• [The input]:
::::

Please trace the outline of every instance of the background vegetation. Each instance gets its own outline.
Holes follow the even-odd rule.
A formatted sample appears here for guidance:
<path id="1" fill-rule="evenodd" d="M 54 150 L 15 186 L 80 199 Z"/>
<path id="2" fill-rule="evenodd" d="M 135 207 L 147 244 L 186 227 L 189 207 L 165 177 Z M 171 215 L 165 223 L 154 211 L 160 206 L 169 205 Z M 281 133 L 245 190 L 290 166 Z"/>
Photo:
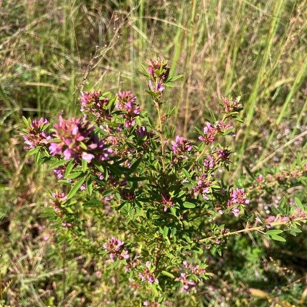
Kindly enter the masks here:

::::

• [Problem]: Return every line of the listing above unchanged, but please leave the pictures out.

• [Exercise output]:
Please trace the outline of every instance of the background vegetation. Each instance gets its own outline.
Holes follow the even-odd rule.
A formatted sample appears here for guidance:
<path id="1" fill-rule="evenodd" d="M 54 150 L 15 186 L 80 199 Z"/>
<path id="2" fill-rule="evenodd" d="M 135 207 L 147 244 L 186 227 L 189 207 L 165 177 Z M 171 215 L 165 223 L 154 211 L 160 206 L 169 205 Z M 281 133 L 245 190 L 290 166 Z"/>
Photo:
Kindly enter the masks here:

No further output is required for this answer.